_Written task_
Beginning with the line containing "mossy ground in the photograph above." and ending with the last line, repeat the records exactly.
+++ Listing
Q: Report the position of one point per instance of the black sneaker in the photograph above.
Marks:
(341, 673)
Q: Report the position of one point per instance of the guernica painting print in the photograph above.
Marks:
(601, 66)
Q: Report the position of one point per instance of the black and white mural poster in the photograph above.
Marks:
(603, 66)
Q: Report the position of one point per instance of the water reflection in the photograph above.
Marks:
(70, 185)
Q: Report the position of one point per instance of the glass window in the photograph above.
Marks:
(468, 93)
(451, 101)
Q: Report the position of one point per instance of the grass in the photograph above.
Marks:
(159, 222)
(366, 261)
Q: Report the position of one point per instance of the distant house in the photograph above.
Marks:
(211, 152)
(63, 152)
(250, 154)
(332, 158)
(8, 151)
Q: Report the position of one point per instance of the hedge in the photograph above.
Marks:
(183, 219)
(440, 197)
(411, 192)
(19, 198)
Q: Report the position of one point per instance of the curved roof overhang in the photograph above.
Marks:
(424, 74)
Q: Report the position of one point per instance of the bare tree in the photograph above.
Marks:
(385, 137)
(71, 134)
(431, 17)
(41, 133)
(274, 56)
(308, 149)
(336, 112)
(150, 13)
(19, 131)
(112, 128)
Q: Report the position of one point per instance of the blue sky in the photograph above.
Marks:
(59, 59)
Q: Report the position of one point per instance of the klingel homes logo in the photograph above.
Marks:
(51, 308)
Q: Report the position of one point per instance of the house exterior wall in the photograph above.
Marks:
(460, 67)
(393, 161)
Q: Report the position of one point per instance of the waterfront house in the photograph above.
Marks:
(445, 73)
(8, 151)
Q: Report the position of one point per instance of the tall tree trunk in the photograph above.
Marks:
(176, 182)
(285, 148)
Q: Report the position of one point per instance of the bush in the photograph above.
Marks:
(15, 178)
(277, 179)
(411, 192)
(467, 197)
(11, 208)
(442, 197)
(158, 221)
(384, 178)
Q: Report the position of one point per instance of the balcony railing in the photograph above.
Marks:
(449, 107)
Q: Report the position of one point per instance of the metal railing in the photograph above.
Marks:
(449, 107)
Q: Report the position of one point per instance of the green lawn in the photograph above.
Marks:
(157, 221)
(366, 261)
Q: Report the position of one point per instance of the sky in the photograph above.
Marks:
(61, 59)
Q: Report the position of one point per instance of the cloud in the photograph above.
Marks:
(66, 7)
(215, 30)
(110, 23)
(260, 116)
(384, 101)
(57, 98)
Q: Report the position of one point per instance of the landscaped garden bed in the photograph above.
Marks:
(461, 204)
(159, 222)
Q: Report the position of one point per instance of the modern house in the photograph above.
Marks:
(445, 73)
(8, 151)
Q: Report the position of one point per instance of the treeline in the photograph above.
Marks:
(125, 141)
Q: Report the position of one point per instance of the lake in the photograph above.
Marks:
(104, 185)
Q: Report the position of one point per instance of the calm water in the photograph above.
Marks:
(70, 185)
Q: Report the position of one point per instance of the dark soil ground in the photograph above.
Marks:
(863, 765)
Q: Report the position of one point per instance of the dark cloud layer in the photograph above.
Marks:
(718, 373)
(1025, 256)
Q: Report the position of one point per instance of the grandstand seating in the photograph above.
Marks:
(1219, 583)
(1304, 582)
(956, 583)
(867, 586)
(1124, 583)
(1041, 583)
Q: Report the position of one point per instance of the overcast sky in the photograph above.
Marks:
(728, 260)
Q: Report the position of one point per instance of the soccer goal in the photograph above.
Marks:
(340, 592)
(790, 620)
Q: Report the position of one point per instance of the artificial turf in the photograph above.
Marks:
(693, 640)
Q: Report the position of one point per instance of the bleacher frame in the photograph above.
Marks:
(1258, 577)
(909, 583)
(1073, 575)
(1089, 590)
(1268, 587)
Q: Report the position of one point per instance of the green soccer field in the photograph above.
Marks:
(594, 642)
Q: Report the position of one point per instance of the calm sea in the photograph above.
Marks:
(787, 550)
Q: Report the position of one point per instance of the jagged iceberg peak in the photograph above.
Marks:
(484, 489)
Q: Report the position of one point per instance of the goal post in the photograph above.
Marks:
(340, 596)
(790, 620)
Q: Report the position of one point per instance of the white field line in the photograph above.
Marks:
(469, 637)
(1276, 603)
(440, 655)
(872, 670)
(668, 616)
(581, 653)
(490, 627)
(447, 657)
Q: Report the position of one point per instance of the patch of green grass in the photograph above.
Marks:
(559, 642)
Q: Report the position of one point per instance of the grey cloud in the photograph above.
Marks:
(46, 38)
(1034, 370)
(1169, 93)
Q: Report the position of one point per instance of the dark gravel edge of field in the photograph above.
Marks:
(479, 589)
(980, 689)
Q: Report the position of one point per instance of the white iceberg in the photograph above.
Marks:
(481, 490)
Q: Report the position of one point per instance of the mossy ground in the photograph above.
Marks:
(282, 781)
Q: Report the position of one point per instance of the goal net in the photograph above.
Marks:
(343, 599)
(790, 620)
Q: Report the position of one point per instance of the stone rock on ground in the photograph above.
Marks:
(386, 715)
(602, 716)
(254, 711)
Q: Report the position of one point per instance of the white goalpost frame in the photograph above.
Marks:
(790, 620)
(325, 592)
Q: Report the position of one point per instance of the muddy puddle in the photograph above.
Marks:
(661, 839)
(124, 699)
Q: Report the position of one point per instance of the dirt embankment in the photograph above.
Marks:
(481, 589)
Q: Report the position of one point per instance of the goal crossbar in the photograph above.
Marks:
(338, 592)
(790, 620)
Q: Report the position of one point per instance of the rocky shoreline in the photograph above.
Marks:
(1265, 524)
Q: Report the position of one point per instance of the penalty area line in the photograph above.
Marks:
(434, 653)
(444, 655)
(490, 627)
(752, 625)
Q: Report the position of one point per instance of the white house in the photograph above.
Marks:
++++++
_Solved exercise_
Q: Report the position of one point per instance of the mossy ground in the photograph above.
Marks:
(282, 781)
Q: Report the position of one point per instance of the goal net in the photograph above.
Marks:
(343, 599)
(790, 620)
Q: Report the position of one point per instance of the stone rock on ground in the photograph above.
Marks:
(386, 715)
(602, 716)
(254, 711)
Q: Report the position of one point per instance of the white goalpost frame in the photograph above.
Marks:
(790, 620)
(325, 592)
Q: Report the position of one point per instance of the muddy puddle in the photograph above.
Marks:
(661, 839)
(124, 699)
Q: Report the position of one point per instance of the dirt embankment in the photograph above.
Marks:
(481, 589)
Q: Report the position of one point per instance of the goal crossbar in the photograph above.
Marks:
(338, 592)
(790, 620)
Q: Report the position of one point per instance of the rocky shoreline in the photograph above.
Marks:
(1265, 524)
Q: Report the position of one point per instance of the penalty area line in the photograph above.
Marks:
(434, 653)
(444, 655)
(490, 627)
(752, 625)
Q: Report the position of one point per instance of the white house in the photograph above.
Marks:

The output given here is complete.